## Set task
Write out every entry word for word.

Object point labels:
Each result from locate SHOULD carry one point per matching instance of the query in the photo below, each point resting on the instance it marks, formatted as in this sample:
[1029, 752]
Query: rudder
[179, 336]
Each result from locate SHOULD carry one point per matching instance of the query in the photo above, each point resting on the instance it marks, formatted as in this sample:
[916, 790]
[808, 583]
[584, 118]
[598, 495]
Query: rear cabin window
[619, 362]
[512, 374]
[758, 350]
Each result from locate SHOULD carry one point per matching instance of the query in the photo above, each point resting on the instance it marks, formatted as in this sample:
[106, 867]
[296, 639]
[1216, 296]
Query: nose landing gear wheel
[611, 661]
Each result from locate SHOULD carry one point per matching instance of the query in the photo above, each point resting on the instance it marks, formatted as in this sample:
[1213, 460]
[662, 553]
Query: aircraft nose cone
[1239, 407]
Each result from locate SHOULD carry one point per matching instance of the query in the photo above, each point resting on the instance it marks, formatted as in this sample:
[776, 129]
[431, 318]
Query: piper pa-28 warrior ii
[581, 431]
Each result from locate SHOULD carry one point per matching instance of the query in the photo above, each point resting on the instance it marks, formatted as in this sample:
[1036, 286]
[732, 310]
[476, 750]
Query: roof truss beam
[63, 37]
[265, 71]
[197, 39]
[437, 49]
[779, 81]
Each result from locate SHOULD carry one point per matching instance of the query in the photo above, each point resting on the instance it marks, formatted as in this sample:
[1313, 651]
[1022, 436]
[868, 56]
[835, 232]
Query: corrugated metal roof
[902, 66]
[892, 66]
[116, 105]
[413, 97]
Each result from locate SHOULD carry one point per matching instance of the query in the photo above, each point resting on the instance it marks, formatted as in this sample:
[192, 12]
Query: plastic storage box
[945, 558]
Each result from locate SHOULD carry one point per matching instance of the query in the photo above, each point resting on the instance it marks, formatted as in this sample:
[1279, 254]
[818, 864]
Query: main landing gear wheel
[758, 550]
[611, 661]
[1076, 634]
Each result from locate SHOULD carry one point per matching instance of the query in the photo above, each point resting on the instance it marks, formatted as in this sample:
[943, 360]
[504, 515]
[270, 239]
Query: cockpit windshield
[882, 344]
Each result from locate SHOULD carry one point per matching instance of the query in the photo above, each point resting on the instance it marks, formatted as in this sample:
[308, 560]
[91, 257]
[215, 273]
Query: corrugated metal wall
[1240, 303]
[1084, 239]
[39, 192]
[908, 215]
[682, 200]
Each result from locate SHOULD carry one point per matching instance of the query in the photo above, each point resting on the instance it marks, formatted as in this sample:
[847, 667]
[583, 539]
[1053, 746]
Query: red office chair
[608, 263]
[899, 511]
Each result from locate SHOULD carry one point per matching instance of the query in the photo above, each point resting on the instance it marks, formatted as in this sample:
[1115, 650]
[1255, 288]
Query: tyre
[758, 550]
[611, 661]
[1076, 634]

## Task output
Each result from locate SHOULD carry one point per matching instance of the query in the photo below, each point resting on the instance it marks, formatted as in this sample:
[1029, 752]
Query: rudder
[179, 336]
Each result from locate SHOULD carry one point per matching instance of the query in the photo above, each point resting on the instance it marks, formatted as in this sample:
[916, 790]
[808, 583]
[584, 118]
[598, 495]
Query: rear cabin window
[619, 362]
[512, 374]
[758, 350]
Each result from locate SHOULD carry one point per matching instance of the query in the photo above, each point resting on the instance it marks, formatted as in this sample:
[106, 867]
[296, 639]
[1216, 296]
Query: nose landing gear wheel
[611, 661]
Each result from locate SHOULD carry one point per matching instance of the query in the photo above, each point resting on the instance it marks, formatted as in this sample:
[1213, 460]
[662, 553]
Query: aircraft nose cone
[1239, 407]
Each result from locate SHOULD carry one point per matching instance of the query in the photo above, each point resting on the instance it marks, formatted as in this sample:
[776, 129]
[431, 318]
Query: piper pa-28 warrior ii
[581, 431]
Each result from locate SHOULD carry one point per matching instance of the query in the photo above, each point resting on the instance it marks, formatted as in this sample:
[1036, 286]
[732, 310]
[476, 750]
Query: roof truss beam
[63, 37]
[265, 71]
[197, 39]
[437, 49]
[779, 81]
Each result from locate SHOULD carry one point per matching instance of the query in the photo above, each point resting on the instance it marks, formatted as in this sample:
[1313, 651]
[1022, 436]
[868, 56]
[835, 232]
Query: corrugated metal roof
[902, 66]
[892, 66]
[116, 105]
[413, 97]
Each result from locate SHOULD carry one point per matching instance of the query in the photo above, each point resting on the instance it marks, formatted as in this sample:
[192, 12]
Query: plastic storage box
[945, 558]
Each result from locate SHOULD carry one point per matching instance of the query in the photo above, each point resting on the instance it marks, formatted as in this sample:
[1279, 254]
[818, 864]
Query: main landing gear wheel
[758, 550]
[611, 661]
[1076, 634]
Each result from locate SHOULD carry one point per matching instance of the query in the photo above, each point resting on the instance it marks, formatted as in this sample:
[943, 360]
[504, 515]
[270, 239]
Query: cockpit windshield
[882, 344]
Each result from locate SHOULD carry one point per matching instance of the query in the photo above, each point resting on the instance it marks, formatted as in this sample:
[308, 560]
[91, 257]
[215, 273]
Query: corrugated metal wall
[1240, 303]
[1084, 239]
[39, 192]
[908, 215]
[682, 200]
Each result from locate SHOULD carry one point per matching instance of the query in the photo above, each point resting on the instance it marks, formatted as in this sample:
[847, 667]
[583, 539]
[1053, 746]
Query: red office chair
[608, 263]
[899, 511]
Each result from locate SHOULD carry one point per matching instance of the query in the photo above, each point resting on the instance it marks, formatted as in this sample:
[1115, 650]
[1255, 288]
Query: tyre
[758, 550]
[611, 661]
[1076, 634]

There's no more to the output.